= GIVEN PASSAGE =
---
Taking high-tech tools out of the lab

Jannen Belbeck
November 08, 2017
By
Real-time DNA sequencing, anywhere, anytime, is one step closer to making the jump from science fiction to science fact, according to researchers at the Royal Botanic Gardens, Kew. A recent paper published in Scientific Reports outlined how the team used a MinION portable DNA sequencer to analyze plant species in the field.


The researchers travelled to Snowdonia National Park in Wales, to sequence the DNA of Arabidopsis thaliana and Arabidopsis lyrata ssp. Petraea – two plants that produce white flowers with similar appearances – in the wild. Rather than targeting specific pieces of DNA to make the identifications, as traditional DNA sequencing requires, the researchers sequenced random parts of the plants’ genomes. The team then compared their results to a free database of reference genome sequences to identify the two varieties of Arabidopsis.

This wasn’t the first real-world test of the MinION technology. Since Oxford Nanopore Technologies launched the sequencer commercially in 2015, it has been used in far-flung locales like Antarctica and the International Space Station, as well as remote areas affected by disease. However, the successful identifications in Wales represent the first time a plant genome has been sequenced in the field. The successful trial could open the door to new methods of conducting plant research. As Alexander Papadopulos, a scientist with Kew and co-author on the paper, noted in a press release, traditional sequencing methods require a lot of lab equipment and typically only provide the information needed to identify a sample to the genus level.
---
= EXERCISE INSTRUCTIONS =
Print the stretch of the article on field DNA sequencing from "Jannen Belbeck" through "species in the field.".

(Records in a dataset)
---
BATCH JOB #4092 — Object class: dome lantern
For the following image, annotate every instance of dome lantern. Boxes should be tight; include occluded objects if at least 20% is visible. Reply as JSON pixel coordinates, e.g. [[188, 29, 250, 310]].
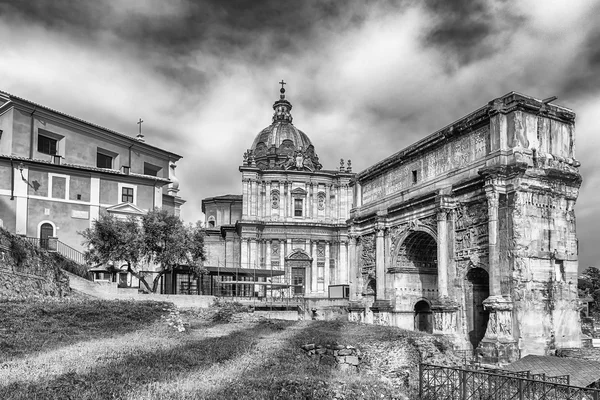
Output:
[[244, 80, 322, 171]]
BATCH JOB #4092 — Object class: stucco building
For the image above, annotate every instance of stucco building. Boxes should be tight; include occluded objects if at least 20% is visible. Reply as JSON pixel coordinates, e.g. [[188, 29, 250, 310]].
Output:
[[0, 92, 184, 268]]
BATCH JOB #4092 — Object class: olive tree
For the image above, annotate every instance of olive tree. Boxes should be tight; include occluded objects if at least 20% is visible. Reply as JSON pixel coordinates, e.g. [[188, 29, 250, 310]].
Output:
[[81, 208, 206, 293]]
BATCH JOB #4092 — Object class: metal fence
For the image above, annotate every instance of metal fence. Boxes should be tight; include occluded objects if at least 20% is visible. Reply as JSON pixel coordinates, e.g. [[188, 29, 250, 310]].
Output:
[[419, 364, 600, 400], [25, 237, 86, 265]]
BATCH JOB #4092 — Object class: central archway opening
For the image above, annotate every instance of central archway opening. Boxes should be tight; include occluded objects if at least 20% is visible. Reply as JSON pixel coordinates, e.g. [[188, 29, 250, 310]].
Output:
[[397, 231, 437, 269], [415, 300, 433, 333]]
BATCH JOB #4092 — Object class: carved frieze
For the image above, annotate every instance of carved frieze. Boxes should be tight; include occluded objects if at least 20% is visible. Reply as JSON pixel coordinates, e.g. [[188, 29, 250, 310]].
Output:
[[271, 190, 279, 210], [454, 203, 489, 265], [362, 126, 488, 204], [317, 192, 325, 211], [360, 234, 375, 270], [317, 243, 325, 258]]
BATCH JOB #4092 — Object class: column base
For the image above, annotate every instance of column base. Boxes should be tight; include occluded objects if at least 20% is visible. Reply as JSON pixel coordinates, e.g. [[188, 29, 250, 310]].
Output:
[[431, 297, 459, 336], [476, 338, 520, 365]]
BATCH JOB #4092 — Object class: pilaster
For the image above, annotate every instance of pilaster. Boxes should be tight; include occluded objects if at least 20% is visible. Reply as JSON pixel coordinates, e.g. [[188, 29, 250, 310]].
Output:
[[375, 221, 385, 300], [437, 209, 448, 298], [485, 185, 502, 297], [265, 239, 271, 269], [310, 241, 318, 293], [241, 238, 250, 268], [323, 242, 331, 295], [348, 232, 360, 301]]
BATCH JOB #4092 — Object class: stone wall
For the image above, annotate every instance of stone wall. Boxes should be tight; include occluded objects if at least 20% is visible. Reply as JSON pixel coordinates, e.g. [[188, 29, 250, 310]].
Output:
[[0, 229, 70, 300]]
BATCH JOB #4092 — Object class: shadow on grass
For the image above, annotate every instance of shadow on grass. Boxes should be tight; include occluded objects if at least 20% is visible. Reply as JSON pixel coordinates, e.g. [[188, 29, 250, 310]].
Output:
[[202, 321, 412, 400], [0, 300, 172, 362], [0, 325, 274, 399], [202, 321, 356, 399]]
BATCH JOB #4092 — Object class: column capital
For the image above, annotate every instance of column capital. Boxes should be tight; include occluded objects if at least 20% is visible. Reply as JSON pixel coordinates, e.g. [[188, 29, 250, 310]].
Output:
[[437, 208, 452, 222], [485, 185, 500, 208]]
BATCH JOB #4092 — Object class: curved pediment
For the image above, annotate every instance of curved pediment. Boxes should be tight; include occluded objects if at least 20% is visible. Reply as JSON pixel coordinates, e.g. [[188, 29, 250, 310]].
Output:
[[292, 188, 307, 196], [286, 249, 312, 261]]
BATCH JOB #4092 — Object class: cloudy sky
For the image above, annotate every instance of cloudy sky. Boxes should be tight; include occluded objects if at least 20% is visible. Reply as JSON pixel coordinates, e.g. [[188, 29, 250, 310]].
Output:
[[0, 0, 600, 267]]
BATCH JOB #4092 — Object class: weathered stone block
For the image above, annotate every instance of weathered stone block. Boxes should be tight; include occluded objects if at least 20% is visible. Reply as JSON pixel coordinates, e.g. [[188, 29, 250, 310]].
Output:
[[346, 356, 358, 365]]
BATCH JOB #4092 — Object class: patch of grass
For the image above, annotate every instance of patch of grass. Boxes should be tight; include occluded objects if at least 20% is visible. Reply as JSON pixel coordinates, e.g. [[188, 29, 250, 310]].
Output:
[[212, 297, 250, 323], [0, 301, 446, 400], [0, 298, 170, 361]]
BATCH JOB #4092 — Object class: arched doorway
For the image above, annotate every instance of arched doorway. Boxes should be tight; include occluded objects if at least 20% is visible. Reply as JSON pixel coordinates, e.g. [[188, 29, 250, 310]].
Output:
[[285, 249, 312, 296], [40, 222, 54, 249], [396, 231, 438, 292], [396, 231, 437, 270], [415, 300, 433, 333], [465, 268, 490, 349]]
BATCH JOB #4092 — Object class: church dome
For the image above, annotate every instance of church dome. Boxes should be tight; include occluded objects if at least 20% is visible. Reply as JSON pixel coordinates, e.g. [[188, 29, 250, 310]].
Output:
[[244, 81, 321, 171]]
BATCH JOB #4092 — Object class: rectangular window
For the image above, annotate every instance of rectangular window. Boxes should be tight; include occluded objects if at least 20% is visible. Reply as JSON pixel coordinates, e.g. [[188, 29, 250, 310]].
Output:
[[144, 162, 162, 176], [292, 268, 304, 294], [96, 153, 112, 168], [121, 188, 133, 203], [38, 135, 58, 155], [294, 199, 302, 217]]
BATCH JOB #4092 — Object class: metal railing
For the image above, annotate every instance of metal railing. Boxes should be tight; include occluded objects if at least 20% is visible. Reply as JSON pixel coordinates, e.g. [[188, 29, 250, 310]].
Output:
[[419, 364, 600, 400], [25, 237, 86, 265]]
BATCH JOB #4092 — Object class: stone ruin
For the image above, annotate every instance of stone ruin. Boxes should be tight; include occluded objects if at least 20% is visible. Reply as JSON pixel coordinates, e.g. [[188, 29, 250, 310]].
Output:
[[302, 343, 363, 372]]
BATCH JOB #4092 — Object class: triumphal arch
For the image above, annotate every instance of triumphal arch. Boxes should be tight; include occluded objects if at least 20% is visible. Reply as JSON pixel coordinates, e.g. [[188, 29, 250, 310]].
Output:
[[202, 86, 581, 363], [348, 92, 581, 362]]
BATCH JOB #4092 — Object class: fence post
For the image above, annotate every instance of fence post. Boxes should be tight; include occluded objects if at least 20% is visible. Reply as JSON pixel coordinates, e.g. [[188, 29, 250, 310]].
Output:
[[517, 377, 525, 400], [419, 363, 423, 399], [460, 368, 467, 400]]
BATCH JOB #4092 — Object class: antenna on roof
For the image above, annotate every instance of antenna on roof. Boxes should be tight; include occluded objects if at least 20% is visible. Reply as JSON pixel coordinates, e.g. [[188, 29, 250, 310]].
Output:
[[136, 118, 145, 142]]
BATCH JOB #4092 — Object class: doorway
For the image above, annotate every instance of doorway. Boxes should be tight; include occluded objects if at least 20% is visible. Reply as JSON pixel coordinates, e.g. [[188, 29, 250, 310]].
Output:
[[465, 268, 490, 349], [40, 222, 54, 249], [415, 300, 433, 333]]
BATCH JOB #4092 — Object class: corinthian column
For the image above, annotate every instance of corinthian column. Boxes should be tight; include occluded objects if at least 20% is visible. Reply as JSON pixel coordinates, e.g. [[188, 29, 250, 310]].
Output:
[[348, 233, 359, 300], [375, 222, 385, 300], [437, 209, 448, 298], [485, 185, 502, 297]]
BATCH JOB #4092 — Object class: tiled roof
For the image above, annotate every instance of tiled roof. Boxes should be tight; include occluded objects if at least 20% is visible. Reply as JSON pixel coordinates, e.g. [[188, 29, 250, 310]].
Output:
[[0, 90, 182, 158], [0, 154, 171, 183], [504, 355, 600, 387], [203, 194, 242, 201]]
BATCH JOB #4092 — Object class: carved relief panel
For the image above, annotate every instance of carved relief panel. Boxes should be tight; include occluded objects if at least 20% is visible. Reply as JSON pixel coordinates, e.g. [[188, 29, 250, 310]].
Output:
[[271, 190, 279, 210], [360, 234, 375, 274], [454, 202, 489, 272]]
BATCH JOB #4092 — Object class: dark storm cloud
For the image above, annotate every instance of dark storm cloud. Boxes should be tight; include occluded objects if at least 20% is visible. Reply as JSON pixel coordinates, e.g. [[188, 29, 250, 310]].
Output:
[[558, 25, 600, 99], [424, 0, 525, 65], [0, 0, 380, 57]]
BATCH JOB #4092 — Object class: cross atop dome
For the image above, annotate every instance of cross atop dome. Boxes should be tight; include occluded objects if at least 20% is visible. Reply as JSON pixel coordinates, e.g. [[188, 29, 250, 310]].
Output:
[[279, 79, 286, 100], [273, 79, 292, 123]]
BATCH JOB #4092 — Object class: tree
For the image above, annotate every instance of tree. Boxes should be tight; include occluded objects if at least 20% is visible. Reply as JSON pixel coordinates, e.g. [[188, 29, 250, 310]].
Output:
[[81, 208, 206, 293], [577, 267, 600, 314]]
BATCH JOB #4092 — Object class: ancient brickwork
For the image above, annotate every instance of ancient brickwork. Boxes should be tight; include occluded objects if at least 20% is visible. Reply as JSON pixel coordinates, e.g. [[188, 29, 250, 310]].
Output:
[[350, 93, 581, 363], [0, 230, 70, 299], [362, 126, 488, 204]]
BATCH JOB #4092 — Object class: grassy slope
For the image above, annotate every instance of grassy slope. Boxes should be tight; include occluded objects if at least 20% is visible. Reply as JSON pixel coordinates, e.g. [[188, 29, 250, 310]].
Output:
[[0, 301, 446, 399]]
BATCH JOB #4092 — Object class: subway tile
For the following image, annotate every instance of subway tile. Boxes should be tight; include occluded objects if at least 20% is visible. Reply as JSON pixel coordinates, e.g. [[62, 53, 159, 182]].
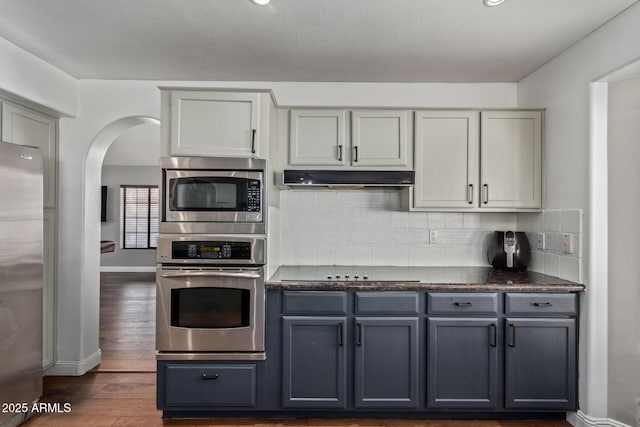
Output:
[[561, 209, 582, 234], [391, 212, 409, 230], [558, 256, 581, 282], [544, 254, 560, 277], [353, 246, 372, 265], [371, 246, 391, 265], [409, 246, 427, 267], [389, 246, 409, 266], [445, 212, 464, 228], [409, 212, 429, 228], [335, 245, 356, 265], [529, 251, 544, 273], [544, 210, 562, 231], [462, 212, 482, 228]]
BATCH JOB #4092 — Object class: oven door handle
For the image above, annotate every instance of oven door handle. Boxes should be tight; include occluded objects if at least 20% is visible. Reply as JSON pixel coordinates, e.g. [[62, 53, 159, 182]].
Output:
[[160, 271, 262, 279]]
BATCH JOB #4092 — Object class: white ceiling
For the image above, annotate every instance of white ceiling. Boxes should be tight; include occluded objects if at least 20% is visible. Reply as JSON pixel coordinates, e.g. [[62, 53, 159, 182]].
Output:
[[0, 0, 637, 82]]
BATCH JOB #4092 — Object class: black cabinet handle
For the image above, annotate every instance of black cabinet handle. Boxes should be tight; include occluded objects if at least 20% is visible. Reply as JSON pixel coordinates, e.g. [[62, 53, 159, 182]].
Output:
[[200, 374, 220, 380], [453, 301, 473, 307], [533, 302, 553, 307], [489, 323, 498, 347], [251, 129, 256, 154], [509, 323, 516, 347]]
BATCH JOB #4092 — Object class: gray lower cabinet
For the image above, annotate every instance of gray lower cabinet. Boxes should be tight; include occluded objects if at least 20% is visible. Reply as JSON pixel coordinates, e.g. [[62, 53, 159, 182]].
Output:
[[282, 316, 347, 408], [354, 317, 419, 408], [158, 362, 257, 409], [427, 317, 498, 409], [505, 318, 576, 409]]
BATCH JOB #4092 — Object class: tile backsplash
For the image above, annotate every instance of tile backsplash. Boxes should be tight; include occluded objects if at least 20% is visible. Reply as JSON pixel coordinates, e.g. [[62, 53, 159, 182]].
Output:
---
= FINAL ANSWER =
Jannen Belbeck
November 08, 2017
By
Real-time DNA sequencing, anywhere, anytime, is one step closer to making the jump from science fiction to science fact, according to researchers at the Royal Botanic Gardens, Kew. A recent paper published in Scientific Reports outlined how the team used a MinION portable DNA sequencer to analyze plant species in the field.